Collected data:
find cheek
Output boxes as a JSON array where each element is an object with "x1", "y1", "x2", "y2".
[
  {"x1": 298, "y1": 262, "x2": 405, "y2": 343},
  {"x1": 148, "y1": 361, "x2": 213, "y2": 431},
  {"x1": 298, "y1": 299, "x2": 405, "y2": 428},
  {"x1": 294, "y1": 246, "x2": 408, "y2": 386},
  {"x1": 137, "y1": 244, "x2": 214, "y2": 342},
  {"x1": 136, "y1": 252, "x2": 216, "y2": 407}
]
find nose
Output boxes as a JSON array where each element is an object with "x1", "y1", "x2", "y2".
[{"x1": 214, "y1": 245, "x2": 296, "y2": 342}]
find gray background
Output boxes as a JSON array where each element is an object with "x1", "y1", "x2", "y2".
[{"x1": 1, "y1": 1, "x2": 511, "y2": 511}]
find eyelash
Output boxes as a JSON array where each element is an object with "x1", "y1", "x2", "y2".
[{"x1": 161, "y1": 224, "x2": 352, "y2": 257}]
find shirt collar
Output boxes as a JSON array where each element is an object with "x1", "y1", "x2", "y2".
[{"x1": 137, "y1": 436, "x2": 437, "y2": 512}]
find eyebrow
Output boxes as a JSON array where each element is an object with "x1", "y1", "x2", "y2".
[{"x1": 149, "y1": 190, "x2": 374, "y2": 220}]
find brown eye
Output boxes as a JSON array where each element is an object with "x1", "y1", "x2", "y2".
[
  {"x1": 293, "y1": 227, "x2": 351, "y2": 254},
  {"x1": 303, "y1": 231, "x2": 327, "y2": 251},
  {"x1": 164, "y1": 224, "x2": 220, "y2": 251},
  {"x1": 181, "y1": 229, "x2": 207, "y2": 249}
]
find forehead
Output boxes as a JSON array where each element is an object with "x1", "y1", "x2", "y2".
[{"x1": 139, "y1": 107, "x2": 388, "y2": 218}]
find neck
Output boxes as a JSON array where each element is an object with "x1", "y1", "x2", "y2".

WORK REQUIRED: Output the number of lines in the records above that contain the string "find", and no other text.

SOLUTION TO THIS TASK: 9